__Task details__
Put the material below into a Markdown table with two columns, Row and Line, giving each nonblank line its own numbered row. Leave the pictures out.

▬▬▬

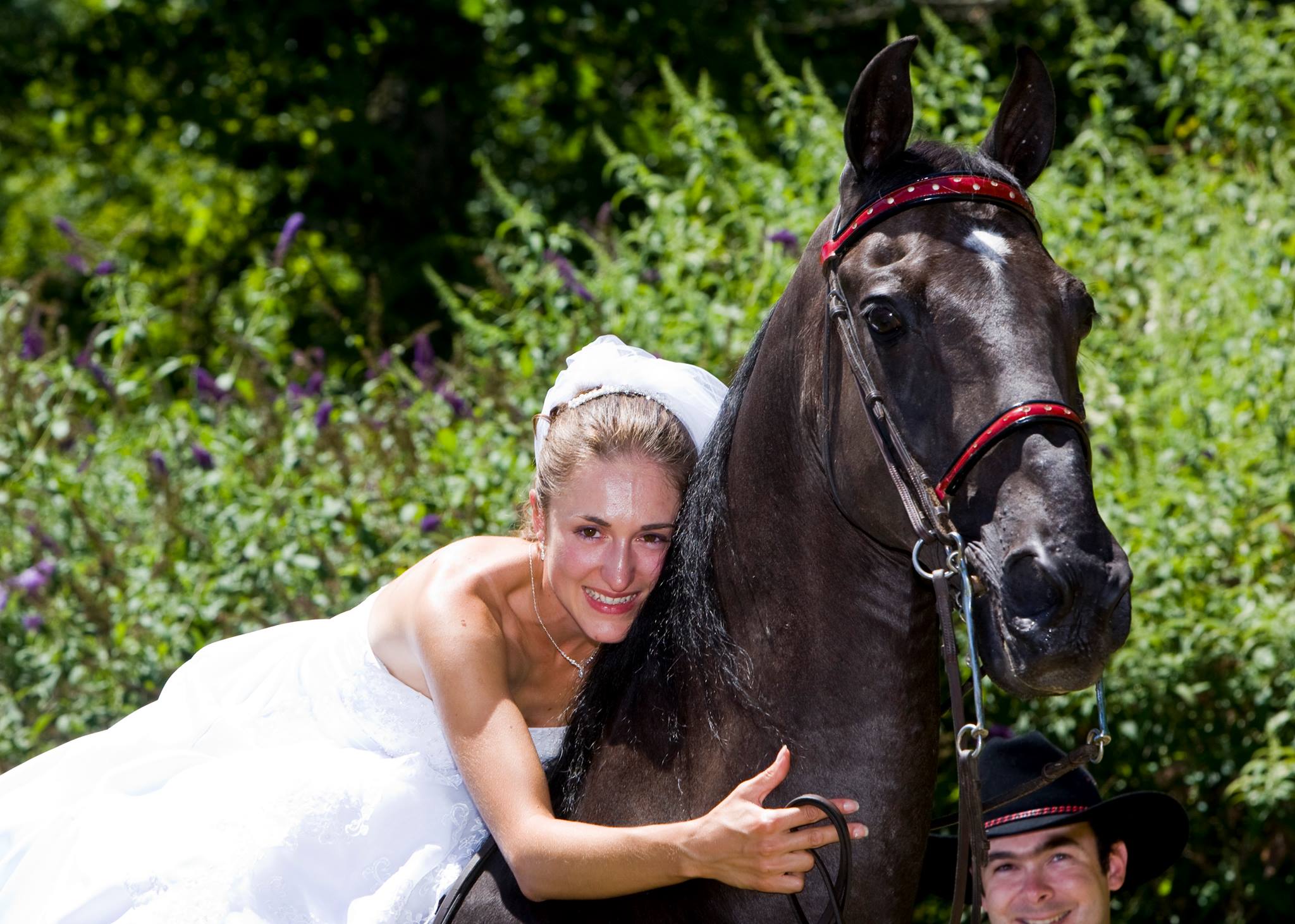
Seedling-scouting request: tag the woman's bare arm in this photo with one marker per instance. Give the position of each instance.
(463, 653)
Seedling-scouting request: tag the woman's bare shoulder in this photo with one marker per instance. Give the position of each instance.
(451, 599)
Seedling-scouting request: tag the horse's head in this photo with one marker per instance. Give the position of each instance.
(962, 313)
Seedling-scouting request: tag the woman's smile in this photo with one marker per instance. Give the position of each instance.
(610, 605)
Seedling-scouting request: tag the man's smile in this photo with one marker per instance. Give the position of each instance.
(1055, 919)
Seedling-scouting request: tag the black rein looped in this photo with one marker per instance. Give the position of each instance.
(838, 888)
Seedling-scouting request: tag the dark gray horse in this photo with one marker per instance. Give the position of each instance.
(785, 616)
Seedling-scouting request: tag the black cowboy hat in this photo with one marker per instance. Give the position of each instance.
(1153, 826)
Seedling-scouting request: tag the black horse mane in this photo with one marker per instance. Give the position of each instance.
(680, 642)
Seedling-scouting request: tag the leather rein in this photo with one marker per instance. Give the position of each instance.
(926, 502)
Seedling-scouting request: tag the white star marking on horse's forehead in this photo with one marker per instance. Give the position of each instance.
(990, 245)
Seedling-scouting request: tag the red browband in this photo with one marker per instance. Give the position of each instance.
(1005, 422)
(931, 188)
(1036, 813)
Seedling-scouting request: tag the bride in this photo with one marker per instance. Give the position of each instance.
(345, 769)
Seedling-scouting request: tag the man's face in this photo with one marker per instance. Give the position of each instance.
(1052, 875)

▬▬▬

__Written answer__
| Row | Line |
|---|---|
| 1 | Seedling-scouting request: tag the woman's bare arm in this photo with one marker per instance. Give the position of each instance. |
| 2 | (463, 653) |
| 3 | Seedling-scouting request: tag the woman's bare shoulder in this photo with one marker per instance. Give the position of each instance. |
| 4 | (451, 599) |
| 5 | Seedling-scouting request: tag the horse's head in this photo with one marker per instance. Give the position of each instance. |
| 6 | (962, 313) |
| 7 | Seedling-scouting request: tag the woman's smile in this photo with one marker per instance. Give the position of each instance. |
| 8 | (610, 605) |
| 9 | Seedling-scouting request: tag the man's smile in this photo with one marker per instance. Give the position of each instance. |
| 10 | (1055, 919) |
| 11 | Seedling-scouting request: tag the black rein looped in this photo with one marker per instance. Give the position of each instance. |
| 12 | (838, 888) |
| 13 | Seedling-scouting request: tag the dark gray horse in this photo with one marker per instance. Give the position of each instance. |
| 14 | (785, 616) |
| 15 | Seedling-scouting request: tag the black cowboy hat in this photo with one marker per instance. Give the position of each instance. |
| 16 | (1153, 826) |
| 17 | Seedling-scouting request: tag the black horse mane in this photo with one marker per instance. Give the position of each instance. |
| 18 | (680, 642) |
| 19 | Seedling-scouting request: tag the leather rein in this photo with one marker per instance. Give the position of each instance. |
| 20 | (926, 502) |
| 21 | Seedling-scouting request: tag the white star marking on horse's forehead in this photo with one marker per instance. Give the position of each instance. |
| 22 | (990, 245) |
| 23 | Seedling-scouting request: tag the red browband in this photo with one marker per instance. Give the position of each instance. |
| 24 | (1005, 422) |
| 25 | (931, 188) |
| 26 | (1036, 813) |
| 27 | Seedling-scouting request: tag the bride in this photo with one marker per instance. Give the position of each instance. |
| 28 | (345, 769) |
| 29 | Seedling-scouting request: tag the man's face in this photo with one marker per instance. Give the position of each instance. |
| 30 | (1052, 875) |